** START OF SUPPLIED ENTRIES **

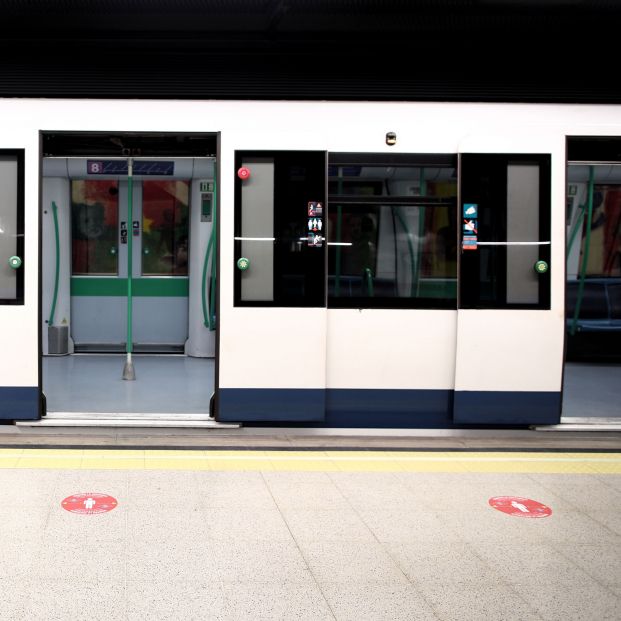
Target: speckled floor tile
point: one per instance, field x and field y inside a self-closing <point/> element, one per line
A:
<point x="377" y="602"/>
<point x="61" y="600"/>
<point x="578" y="602"/>
<point x="333" y="525"/>
<point x="530" y="563"/>
<point x="441" y="563"/>
<point x="601" y="562"/>
<point x="196" y="600"/>
<point x="359" y="561"/>
<point x="285" y="601"/>
<point x="260" y="561"/>
<point x="468" y="602"/>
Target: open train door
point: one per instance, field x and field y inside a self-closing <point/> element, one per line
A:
<point x="272" y="341"/>
<point x="19" y="372"/>
<point x="509" y="340"/>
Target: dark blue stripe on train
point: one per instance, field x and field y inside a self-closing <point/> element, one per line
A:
<point x="19" y="403"/>
<point x="375" y="408"/>
<point x="507" y="408"/>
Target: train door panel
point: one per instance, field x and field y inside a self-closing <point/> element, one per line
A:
<point x="276" y="334"/>
<point x="100" y="242"/>
<point x="508" y="339"/>
<point x="19" y="391"/>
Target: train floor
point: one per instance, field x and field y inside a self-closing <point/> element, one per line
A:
<point x="94" y="383"/>
<point x="592" y="390"/>
<point x="313" y="535"/>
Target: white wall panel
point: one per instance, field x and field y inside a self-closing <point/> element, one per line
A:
<point x="391" y="349"/>
<point x="509" y="350"/>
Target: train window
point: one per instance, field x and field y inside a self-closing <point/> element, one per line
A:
<point x="94" y="224"/>
<point x="165" y="215"/>
<point x="279" y="228"/>
<point x="505" y="231"/>
<point x="392" y="231"/>
<point x="12" y="226"/>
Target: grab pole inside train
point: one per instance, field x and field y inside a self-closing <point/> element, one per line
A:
<point x="128" y="369"/>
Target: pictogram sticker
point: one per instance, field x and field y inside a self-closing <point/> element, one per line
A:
<point x="89" y="503"/>
<point x="520" y="507"/>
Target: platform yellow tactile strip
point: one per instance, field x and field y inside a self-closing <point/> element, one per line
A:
<point x="326" y="461"/>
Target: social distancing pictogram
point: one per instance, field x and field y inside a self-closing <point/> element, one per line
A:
<point x="89" y="503"/>
<point x="520" y="507"/>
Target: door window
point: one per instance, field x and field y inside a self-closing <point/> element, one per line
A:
<point x="11" y="227"/>
<point x="94" y="223"/>
<point x="280" y="228"/>
<point x="165" y="213"/>
<point x="505" y="231"/>
<point x="392" y="231"/>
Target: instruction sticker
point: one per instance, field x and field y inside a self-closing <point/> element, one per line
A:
<point x="471" y="210"/>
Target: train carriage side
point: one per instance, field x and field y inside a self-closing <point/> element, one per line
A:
<point x="362" y="281"/>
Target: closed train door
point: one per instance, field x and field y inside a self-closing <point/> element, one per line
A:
<point x="509" y="340"/>
<point x="102" y="230"/>
<point x="273" y="340"/>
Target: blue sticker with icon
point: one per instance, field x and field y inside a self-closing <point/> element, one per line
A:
<point x="471" y="210"/>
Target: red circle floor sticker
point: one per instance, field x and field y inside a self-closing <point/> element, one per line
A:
<point x="89" y="503"/>
<point x="520" y="507"/>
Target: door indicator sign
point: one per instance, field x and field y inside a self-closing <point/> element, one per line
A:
<point x="243" y="264"/>
<point x="541" y="267"/>
<point x="471" y="210"/>
<point x="520" y="507"/>
<point x="470" y="226"/>
<point x="315" y="224"/>
<point x="89" y="503"/>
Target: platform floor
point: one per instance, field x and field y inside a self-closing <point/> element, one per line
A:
<point x="312" y="535"/>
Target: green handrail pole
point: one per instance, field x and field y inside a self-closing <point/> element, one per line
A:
<point x="368" y="275"/>
<point x="585" y="256"/>
<point x="128" y="369"/>
<point x="214" y="254"/>
<point x="421" y="227"/>
<point x="576" y="227"/>
<point x="56" y="276"/>
<point x="209" y="314"/>
<point x="206" y="313"/>
<point x="408" y="236"/>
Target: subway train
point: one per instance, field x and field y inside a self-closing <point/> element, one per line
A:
<point x="322" y="264"/>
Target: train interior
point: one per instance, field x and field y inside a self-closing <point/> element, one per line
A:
<point x="128" y="246"/>
<point x="593" y="293"/>
<point x="143" y="206"/>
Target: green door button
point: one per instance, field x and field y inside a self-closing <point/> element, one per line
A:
<point x="541" y="267"/>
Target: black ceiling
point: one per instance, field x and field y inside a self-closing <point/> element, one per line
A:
<point x="465" y="50"/>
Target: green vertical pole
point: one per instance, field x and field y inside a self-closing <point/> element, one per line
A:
<point x="421" y="228"/>
<point x="56" y="276"/>
<point x="128" y="369"/>
<point x="585" y="256"/>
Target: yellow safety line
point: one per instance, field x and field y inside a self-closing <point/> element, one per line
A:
<point x="324" y="461"/>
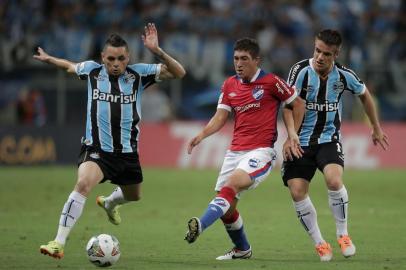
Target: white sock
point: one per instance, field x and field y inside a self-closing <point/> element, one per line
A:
<point x="338" y="201"/>
<point x="115" y="198"/>
<point x="70" y="214"/>
<point x="308" y="218"/>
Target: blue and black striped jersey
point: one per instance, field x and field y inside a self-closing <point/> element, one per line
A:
<point x="322" y="119"/>
<point x="114" y="104"/>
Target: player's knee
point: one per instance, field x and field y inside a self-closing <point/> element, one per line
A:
<point x="334" y="184"/>
<point x="298" y="194"/>
<point x="83" y="187"/>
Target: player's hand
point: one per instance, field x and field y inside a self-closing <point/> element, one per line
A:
<point x="150" y="37"/>
<point x="379" y="137"/>
<point x="291" y="148"/>
<point x="193" y="142"/>
<point x="42" y="55"/>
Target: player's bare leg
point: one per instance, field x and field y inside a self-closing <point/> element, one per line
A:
<point x="89" y="175"/>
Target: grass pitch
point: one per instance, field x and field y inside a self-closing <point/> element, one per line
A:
<point x="152" y="231"/>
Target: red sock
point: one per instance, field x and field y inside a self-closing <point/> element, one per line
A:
<point x="231" y="218"/>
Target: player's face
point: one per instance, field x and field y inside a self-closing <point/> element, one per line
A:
<point x="245" y="66"/>
<point x="115" y="59"/>
<point x="323" y="57"/>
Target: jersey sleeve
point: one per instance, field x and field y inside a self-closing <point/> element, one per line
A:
<point x="84" y="68"/>
<point x="223" y="102"/>
<point x="149" y="73"/>
<point x="283" y="91"/>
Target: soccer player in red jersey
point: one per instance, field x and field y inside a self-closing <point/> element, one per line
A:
<point x="254" y="97"/>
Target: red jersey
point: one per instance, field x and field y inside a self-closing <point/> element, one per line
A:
<point x="255" y="105"/>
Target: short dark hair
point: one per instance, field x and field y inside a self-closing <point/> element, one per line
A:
<point x="247" y="44"/>
<point x="330" y="37"/>
<point x="116" y="40"/>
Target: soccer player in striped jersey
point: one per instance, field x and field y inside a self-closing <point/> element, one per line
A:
<point x="321" y="81"/>
<point x="254" y="97"/>
<point x="110" y="144"/>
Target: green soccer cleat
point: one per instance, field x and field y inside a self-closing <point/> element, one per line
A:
<point x="194" y="230"/>
<point x="113" y="214"/>
<point x="53" y="249"/>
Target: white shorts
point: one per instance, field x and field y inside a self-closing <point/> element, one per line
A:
<point x="257" y="163"/>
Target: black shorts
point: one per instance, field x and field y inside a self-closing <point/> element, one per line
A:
<point x="314" y="157"/>
<point x="119" y="168"/>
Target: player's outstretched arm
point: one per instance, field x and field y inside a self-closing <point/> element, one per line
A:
<point x="62" y="63"/>
<point x="171" y="68"/>
<point x="214" y="125"/>
<point x="378" y="136"/>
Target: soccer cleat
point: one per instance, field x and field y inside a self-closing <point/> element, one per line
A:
<point x="53" y="249"/>
<point x="346" y="245"/>
<point x="194" y="230"/>
<point x="325" y="251"/>
<point x="113" y="214"/>
<point x="236" y="254"/>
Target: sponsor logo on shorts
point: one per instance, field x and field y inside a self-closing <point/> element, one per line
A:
<point x="95" y="155"/>
<point x="123" y="99"/>
<point x="247" y="107"/>
<point x="253" y="162"/>
<point x="220" y="202"/>
<point x="129" y="78"/>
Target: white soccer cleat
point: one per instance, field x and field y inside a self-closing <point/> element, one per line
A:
<point x="325" y="251"/>
<point x="346" y="245"/>
<point x="236" y="254"/>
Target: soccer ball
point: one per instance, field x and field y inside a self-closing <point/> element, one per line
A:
<point x="103" y="250"/>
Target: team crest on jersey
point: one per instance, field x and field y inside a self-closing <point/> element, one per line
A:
<point x="338" y="86"/>
<point x="253" y="162"/>
<point x="258" y="92"/>
<point x="129" y="77"/>
<point x="101" y="77"/>
<point x="309" y="88"/>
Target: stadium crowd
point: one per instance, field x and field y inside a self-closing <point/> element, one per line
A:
<point x="373" y="30"/>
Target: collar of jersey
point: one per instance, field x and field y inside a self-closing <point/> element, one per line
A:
<point x="253" y="78"/>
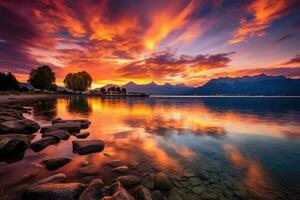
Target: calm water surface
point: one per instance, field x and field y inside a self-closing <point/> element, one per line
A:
<point x="211" y="148"/>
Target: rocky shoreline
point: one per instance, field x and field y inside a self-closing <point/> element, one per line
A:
<point x="16" y="134"/>
<point x="120" y="180"/>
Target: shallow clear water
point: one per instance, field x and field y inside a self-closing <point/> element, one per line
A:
<point x="211" y="148"/>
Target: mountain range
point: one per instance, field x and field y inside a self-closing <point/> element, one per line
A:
<point x="246" y="85"/>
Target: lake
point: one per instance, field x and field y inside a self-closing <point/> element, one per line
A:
<point x="210" y="148"/>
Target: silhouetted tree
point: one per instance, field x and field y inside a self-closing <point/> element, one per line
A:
<point x="79" y="81"/>
<point x="42" y="78"/>
<point x="8" y="82"/>
<point x="123" y="91"/>
<point x="103" y="90"/>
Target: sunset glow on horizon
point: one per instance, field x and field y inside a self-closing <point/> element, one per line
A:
<point x="180" y="41"/>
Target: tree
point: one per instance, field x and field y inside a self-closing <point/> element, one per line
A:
<point x="42" y="78"/>
<point x="103" y="90"/>
<point x="123" y="91"/>
<point x="78" y="82"/>
<point x="8" y="82"/>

** END OF SUPPLIED ENTRIES **

◆ WHAT IS REQUIRED ◆
Reproduce exactly the line containing "Target: shallow clear water" and every line after it through the end of the records above, and nothing else.

◆ RIGHT ANSWER ◆
Target: shallow clear water
point: one per instance, field x and field y inside a self-closing <point/> element, one per line
A:
<point x="211" y="148"/>
Target: mountain range
point: one per instance, field x and field y inside a self-closing <point/> element, one per line
A:
<point x="246" y="85"/>
Target: lake
point: one per instance, field x and field y inside a self-closing <point/> element, one per line
A:
<point x="210" y="148"/>
Target: silhouetted tree
point: one per instance, field x and field y inside a self-closing <point/> element, one per line
A:
<point x="79" y="81"/>
<point x="42" y="78"/>
<point x="8" y="82"/>
<point x="123" y="91"/>
<point x="103" y="90"/>
Target: sunset glow on horizon
point: one per instance, field x and field y inside a self-closing <point/> element, one per line
A:
<point x="180" y="41"/>
Target: tree
point: one per instance, field x and field y inside a self-closing <point/> element, one per line
A:
<point x="42" y="78"/>
<point x="103" y="90"/>
<point x="123" y="91"/>
<point x="78" y="82"/>
<point x="8" y="82"/>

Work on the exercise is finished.